## MATERIALS PROVIDED
◇ ◇ ◇
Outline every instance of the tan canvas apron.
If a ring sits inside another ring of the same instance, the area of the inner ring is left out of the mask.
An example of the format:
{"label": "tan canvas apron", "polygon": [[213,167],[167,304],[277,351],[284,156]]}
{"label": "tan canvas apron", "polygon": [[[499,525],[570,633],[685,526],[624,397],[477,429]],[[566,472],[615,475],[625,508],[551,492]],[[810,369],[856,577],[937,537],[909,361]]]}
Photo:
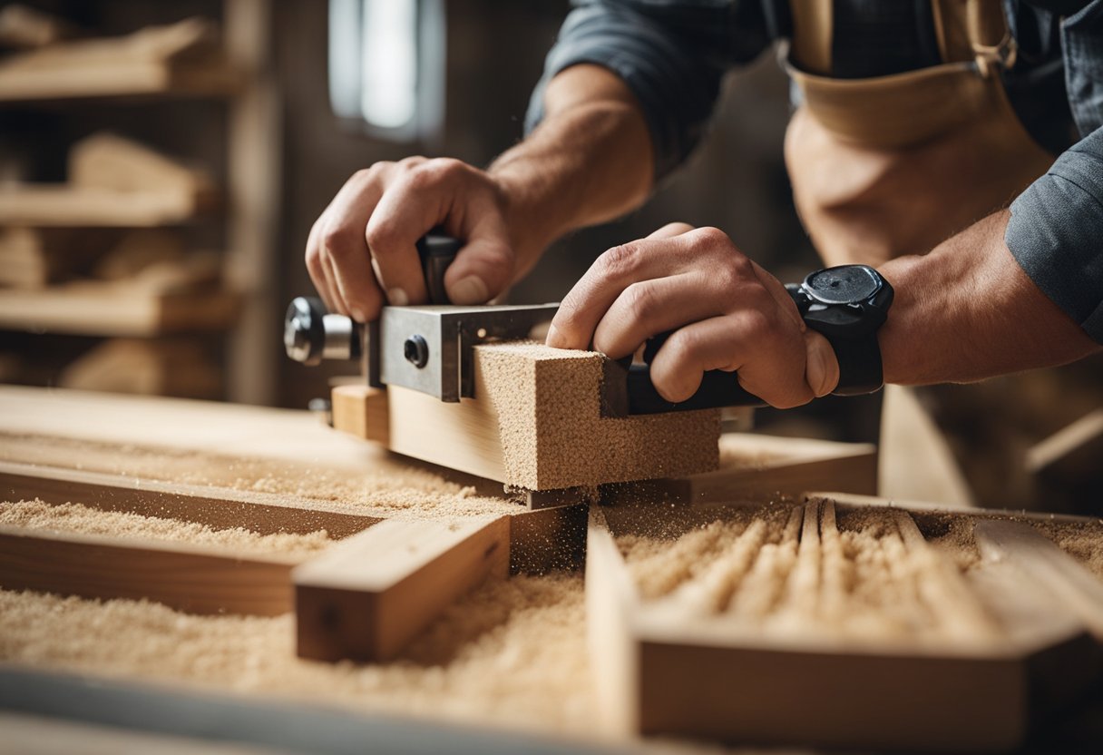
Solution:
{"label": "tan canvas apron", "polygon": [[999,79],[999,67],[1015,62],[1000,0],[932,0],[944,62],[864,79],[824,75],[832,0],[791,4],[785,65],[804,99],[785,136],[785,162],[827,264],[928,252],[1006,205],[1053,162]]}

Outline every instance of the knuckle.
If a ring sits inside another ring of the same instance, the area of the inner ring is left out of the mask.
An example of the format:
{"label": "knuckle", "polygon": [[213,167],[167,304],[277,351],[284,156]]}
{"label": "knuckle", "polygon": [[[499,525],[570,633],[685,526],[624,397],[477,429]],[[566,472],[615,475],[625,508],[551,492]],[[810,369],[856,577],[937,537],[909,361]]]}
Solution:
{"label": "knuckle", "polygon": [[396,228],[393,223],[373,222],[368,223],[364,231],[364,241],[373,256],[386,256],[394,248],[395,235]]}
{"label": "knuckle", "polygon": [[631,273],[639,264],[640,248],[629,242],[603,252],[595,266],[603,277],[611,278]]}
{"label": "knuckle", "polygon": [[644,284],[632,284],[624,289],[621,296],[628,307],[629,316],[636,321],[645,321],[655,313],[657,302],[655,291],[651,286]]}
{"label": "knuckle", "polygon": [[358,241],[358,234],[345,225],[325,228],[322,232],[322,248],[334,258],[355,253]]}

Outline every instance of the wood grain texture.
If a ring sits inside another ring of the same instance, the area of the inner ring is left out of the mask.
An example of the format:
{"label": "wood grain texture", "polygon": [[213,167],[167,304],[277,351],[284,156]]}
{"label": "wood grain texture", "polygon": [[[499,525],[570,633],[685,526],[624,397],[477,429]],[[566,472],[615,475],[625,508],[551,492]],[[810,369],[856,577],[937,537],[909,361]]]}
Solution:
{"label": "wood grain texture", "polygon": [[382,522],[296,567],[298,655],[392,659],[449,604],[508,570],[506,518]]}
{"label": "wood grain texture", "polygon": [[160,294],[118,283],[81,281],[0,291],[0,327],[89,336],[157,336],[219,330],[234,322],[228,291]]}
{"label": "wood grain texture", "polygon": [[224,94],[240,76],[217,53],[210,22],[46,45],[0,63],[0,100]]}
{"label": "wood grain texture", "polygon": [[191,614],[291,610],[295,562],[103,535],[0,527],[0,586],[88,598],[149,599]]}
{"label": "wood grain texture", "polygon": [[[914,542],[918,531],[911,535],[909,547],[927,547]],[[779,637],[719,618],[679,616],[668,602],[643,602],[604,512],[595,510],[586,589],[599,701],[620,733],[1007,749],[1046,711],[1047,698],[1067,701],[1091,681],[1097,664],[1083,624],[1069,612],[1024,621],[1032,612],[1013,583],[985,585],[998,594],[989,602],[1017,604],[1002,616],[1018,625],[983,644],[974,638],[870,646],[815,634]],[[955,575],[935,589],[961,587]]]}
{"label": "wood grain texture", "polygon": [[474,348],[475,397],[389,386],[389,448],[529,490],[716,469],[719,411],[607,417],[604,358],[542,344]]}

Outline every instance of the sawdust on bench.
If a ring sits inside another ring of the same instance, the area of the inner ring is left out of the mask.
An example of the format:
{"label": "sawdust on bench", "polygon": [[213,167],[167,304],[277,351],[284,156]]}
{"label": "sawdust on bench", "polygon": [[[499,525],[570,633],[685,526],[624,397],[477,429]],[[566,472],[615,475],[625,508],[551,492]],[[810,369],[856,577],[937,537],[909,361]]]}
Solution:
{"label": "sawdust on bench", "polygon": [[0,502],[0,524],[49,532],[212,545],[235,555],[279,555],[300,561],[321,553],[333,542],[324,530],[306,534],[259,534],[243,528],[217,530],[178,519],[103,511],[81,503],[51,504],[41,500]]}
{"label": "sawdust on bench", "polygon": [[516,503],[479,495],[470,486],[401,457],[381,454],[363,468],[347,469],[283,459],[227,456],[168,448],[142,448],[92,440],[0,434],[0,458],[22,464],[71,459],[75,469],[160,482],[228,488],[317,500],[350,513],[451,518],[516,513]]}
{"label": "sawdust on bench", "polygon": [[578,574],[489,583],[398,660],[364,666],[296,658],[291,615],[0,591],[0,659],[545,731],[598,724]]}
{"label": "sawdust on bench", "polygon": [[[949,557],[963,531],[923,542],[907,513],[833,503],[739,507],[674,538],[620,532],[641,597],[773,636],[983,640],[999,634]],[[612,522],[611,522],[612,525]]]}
◇ ◇ ◇
## EXERCISE REQUIREMENTS
Every record must be copied exactly, with images dropped from the result.

## EXPECTED ANSWER
Outline every instance of the tan canvas apron.
If a ring sits inside another ring of the same instance, the area of the inner ring is left out of the mask.
An example of the format:
{"label": "tan canvas apron", "polygon": [[213,167],[167,304],[277,351],[284,156]]}
{"label": "tan canvas apron", "polygon": [[[499,525],[570,633],[685,526],[624,397],[477,429]],[[566,472],[615,475],[625,508],[551,492]],[[810,369],[856,577],[937,537],[909,361]]]}
Photo:
Solution:
{"label": "tan canvas apron", "polygon": [[999,79],[999,67],[1015,62],[1000,0],[932,0],[944,62],[864,79],[824,75],[832,0],[791,4],[785,65],[804,99],[785,136],[785,162],[827,264],[928,252],[1006,205],[1053,162]]}

Outline every instance of the knuckle.
If a ring sits inside another ring of the same instance, the area of the inner ring is left out of the mask.
An example of the format:
{"label": "knuckle", "polygon": [[213,167],[167,304],[277,351],[284,156]]}
{"label": "knuckle", "polygon": [[[499,525],[570,633],[685,526],[624,397],[477,429]],[[566,472],[615,475],[625,508],[551,492]],[[810,369],[856,577],[937,537],[909,361]]]}
Solution:
{"label": "knuckle", "polygon": [[396,228],[393,223],[373,222],[368,223],[364,231],[364,241],[373,256],[386,256],[394,248],[395,235]]}
{"label": "knuckle", "polygon": [[631,273],[639,264],[640,248],[629,242],[603,252],[595,266],[603,277],[611,278]]}
{"label": "knuckle", "polygon": [[644,284],[632,284],[624,289],[621,296],[628,307],[629,316],[636,321],[645,321],[655,313],[657,302],[655,291],[651,286]]}
{"label": "knuckle", "polygon": [[358,241],[358,234],[345,225],[325,228],[322,232],[322,248],[334,258],[355,253]]}

Outline every instance of the wood grain texture.
If a ring sits inside another ring of the same instance, the area of the inner ring is left out of the mask.
An example of the format:
{"label": "wood grain texture", "polygon": [[213,167],[167,304],[277,351],[284,156]]}
{"label": "wood grain texture", "polygon": [[[499,525],[570,633],[685,526],[624,397],[477,429]],[[566,472],[615,475],[625,508],[551,492]],[[810,369],[856,577],[937,537],[909,361]]]}
Solution:
{"label": "wood grain texture", "polygon": [[382,522],[296,567],[298,655],[392,659],[449,604],[508,570],[506,518]]}
{"label": "wood grain texture", "polygon": [[160,294],[118,283],[81,281],[0,291],[0,327],[89,336],[157,336],[219,330],[234,322],[228,291]]}
{"label": "wood grain texture", "polygon": [[224,94],[240,76],[217,53],[210,22],[46,45],[0,63],[0,100]]}
{"label": "wood grain texture", "polygon": [[191,614],[291,610],[295,562],[103,535],[0,527],[0,586],[88,598],[149,599]]}
{"label": "wood grain texture", "polygon": [[[914,542],[918,531],[911,535],[909,547],[927,547]],[[779,637],[719,618],[679,616],[668,602],[643,602],[604,512],[595,510],[586,589],[599,701],[620,733],[1007,749],[1046,711],[1047,698],[1067,701],[1091,681],[1097,664],[1083,624],[1069,612],[1024,621],[1032,612],[1013,583],[985,585],[998,594],[989,602],[1017,604],[1002,616],[1018,625],[983,644],[974,638],[870,646],[815,634]],[[955,575],[935,589],[961,587]]]}
{"label": "wood grain texture", "polygon": [[474,348],[475,397],[389,386],[389,448],[529,490],[716,469],[719,411],[607,417],[604,358],[542,344]]}

Outline every instance of the sawdust on bench.
If a ring sits inside another ring of the same instance, the area of the inner ring is left out of the mask.
An example of the format:
{"label": "sawdust on bench", "polygon": [[213,167],[167,304],[277,351],[284,156]]}
{"label": "sawdust on bench", "polygon": [[[499,525],[570,633],[685,526],[624,397],[477,429]],[[566,472],[615,475],[625,508],[551,492]],[[810,369],[856,577],[937,537],[909,361]]]}
Solution:
{"label": "sawdust on bench", "polygon": [[0,502],[0,524],[49,532],[212,545],[235,555],[279,555],[300,561],[321,553],[333,542],[324,530],[306,534],[259,534],[243,528],[217,530],[178,519],[103,511],[81,503],[51,504],[41,500]]}
{"label": "sawdust on bench", "polygon": [[516,503],[479,495],[470,486],[401,457],[381,454],[363,468],[347,469],[283,459],[227,456],[168,448],[142,448],[92,440],[0,434],[0,458],[22,464],[71,459],[75,469],[160,482],[228,488],[317,500],[350,513],[451,518],[516,513]]}
{"label": "sawdust on bench", "polygon": [[578,574],[489,583],[398,660],[364,666],[296,658],[291,615],[0,591],[0,659],[545,731],[598,724]]}
{"label": "sawdust on bench", "polygon": [[[949,557],[963,531],[923,542],[907,513],[833,503],[739,507],[674,538],[620,532],[641,597],[773,636],[983,640],[999,634]],[[612,522],[611,522],[612,525]]]}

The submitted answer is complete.